*DOCUMENT SEGMENT*:
┄┄┄┄┄┄

# Age Band confusion (25-32 and 33 -39)



## get2anshul (Jul 3, 2015)

Hello All ,

There is a small confusion I want to clarify here , planning to go For Aus PR .

I will be completing 32 years in coming September 15. 

I have heard from some that I will be considered in 25-32 band , if i am running in 32 .

Some have told that I will be considered in 33-39 band even if my age is for eg 32 days and 10 days

as it will be a difference of 5 points , Please let me know what's the correct version , People who have faced this similar scenario can clarify or those who have info reagrding this


----------



## radical (Apr 21, 2014)

get2anshul said:


> Hello All ,
> 
> There is a small confusion I want to clarify here , planning to go For Aus PR .
> 
> ...


It doesnt matter what others or you think as the Skillselect will automatically calculate the points for you accordingly.


----------



## get2anshul (Jul 3, 2015)

radical said:


> It doesnt matter what others or you think as the Skillselect will automatically calculate the points for you accordingly.


Yes but when you are 32 years and 10 days , which age band you will select or considered?

25 to 32 

or 33 - 39 ??

┄┄┄┄┄┄

*DATA EXCERPTS*:
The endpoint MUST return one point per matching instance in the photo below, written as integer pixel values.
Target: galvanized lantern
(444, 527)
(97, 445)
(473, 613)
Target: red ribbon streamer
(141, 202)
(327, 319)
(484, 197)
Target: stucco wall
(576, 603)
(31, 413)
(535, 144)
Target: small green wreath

┄┄┄┄┄┄

*TASK*: Pick up the forum thread on the 25-32 and 33-39 age bands and continue it past its final post.

*SOLVED PROBLEM*:
Thanks fr replying


----------



## c0da (May 18, 2015)

get2anshul said:


> Yes but when you are 32 years and 10 days , which age band you will select or considered?
> 
> 25 to 32
> 
> ...


It's "25 to 32" up to and including when you are 32 years and 364 days.


----------



## TheExpatriate (Feb 7, 2014)

u get 30 points if you are invited up to the day you are 33 minus one day old !


----------



## Maggie-May24 (May 19, 2015)

Ignore things like "I'm running my 32nd year" or I'm 32.5". You're either 32 or your 33. There is no inbetween in the eyes of DIBP. So consider only the last birthday you passed and the age you became at that time.


----------



## ashftc (Oct 30, 2013)

32 years and 364 days = 30 points

33 years and 0 days or 33rd Birthday = 25 points.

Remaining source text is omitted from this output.